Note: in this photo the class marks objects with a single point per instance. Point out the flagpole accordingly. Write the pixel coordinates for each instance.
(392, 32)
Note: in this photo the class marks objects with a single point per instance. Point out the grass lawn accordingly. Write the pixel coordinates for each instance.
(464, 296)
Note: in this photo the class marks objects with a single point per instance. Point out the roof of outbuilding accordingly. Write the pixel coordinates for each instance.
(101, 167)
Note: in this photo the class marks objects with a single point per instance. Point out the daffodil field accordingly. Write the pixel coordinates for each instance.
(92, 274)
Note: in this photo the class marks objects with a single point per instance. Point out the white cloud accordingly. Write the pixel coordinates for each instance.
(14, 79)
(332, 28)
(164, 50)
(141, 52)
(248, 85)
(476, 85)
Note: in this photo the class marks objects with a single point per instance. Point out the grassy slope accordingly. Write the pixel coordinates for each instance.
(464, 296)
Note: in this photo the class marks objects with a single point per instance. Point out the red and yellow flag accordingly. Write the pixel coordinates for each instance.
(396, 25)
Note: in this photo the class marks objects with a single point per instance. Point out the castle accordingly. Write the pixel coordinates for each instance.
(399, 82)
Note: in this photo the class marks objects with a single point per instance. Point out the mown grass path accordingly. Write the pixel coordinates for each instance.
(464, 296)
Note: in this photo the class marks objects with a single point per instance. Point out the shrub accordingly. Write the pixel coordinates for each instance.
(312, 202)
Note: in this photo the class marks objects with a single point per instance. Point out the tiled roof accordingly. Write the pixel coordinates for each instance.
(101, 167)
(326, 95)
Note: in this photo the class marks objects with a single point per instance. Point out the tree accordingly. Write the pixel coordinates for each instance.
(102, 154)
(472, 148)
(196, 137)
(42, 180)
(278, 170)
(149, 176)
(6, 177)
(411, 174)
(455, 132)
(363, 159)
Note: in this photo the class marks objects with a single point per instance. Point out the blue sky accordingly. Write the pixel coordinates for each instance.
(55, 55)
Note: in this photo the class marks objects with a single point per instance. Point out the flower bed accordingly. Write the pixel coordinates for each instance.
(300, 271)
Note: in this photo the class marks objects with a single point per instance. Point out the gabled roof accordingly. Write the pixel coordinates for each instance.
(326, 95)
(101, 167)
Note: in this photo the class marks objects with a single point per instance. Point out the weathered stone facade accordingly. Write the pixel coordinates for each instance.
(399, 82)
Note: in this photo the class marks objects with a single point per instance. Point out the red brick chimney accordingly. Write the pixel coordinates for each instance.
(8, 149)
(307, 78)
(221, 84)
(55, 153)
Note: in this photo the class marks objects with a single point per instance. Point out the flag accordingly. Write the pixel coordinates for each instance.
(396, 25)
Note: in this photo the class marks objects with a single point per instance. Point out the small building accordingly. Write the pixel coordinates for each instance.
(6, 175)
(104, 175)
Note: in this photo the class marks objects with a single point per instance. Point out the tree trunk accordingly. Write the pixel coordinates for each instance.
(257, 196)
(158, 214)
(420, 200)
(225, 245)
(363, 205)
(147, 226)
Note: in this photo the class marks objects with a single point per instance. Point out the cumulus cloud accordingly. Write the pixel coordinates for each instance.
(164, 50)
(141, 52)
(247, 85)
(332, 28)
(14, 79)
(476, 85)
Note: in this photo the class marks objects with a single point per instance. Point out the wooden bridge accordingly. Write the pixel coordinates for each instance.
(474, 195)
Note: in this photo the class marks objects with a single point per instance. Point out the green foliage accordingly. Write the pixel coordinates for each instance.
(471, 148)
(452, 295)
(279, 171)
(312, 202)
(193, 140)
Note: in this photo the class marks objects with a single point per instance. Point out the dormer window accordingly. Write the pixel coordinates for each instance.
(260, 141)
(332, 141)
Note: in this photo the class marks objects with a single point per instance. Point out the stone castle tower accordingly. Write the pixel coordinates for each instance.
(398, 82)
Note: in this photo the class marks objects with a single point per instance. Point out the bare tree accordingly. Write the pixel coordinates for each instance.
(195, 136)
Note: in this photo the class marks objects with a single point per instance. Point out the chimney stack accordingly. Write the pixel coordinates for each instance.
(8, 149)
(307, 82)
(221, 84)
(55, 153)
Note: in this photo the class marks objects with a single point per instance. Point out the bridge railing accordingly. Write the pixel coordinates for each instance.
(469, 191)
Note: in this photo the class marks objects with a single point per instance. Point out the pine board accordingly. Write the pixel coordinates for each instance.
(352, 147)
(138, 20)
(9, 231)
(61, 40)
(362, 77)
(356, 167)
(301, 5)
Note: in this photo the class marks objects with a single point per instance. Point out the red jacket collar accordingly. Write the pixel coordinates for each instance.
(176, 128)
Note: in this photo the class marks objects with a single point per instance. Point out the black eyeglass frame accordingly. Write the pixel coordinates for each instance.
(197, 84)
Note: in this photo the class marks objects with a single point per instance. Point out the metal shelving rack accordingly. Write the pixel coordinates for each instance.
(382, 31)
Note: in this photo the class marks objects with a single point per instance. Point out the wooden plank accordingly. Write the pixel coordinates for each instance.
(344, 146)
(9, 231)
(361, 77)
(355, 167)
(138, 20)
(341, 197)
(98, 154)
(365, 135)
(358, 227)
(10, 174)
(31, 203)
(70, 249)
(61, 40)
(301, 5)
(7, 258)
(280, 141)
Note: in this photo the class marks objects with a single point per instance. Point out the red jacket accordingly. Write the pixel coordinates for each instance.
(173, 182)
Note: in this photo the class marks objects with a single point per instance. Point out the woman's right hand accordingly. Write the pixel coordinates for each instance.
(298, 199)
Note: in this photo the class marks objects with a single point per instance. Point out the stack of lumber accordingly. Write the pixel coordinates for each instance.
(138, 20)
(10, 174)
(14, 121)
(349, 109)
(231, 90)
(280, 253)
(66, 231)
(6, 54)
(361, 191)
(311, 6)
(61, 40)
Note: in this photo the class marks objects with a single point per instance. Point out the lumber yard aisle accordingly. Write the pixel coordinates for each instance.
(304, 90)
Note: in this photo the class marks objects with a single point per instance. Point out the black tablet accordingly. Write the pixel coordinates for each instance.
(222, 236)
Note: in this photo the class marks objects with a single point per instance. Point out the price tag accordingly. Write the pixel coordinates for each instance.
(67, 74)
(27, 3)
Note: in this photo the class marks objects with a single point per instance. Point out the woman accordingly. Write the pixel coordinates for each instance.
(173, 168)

-.-.-

#### PROMPT
Return the line that contains "out the metal", along with every line after it in the data above, exactly and with nothing else.

#### REPLY
Note: in this photo the class marks objects with a single point per instance. Point out the metal shelving rack accordingly. Write the pixel coordinates for each instance.
(382, 31)
Note: in this photo the class marks objects with a single point per instance. Point out the wooden plank accordingly. Write the pixel coordinates for each instance.
(344, 146)
(9, 231)
(361, 77)
(355, 167)
(138, 20)
(341, 197)
(98, 154)
(365, 135)
(358, 227)
(10, 174)
(31, 203)
(70, 249)
(61, 40)
(301, 5)
(7, 258)
(280, 141)
Note: in this photo the class marks objects with a single point per instance. Point out the red jacket accordingly. Write the pixel coordinates for each instance.
(173, 182)
Note: in this photo the class marks objects with a single point per instance. Point out the woman's right hand accordingly. Write the pixel coordinates for each instance.
(298, 199)
Note: in this photo the class marks objects with a single point per instance. Point out the stack of lumber accordingly. Write the pixel coordinates for each instance.
(138, 20)
(10, 174)
(14, 121)
(349, 109)
(231, 90)
(280, 253)
(66, 231)
(6, 54)
(361, 191)
(311, 6)
(61, 40)
Note: in this photo the class marks objects with a single point per instance. Point out the lumber yard aisle accordingly. Write the pixel coordinates for each instance.
(304, 90)
Note: in this photo the class marks objects with a single point per instance. Point out the black tablet accordingly. Write the pixel coordinates for each instance.
(222, 236)
Note: in this photo the class marks objects with a single point per instance. Point out the price tag accordingly. Write the pixel coordinates for each instance.
(67, 74)
(27, 3)
Note: in this photo the class marks objects with a single point per instance. Point out the woman accordingly. Write the pixel coordinates for each instance.
(173, 168)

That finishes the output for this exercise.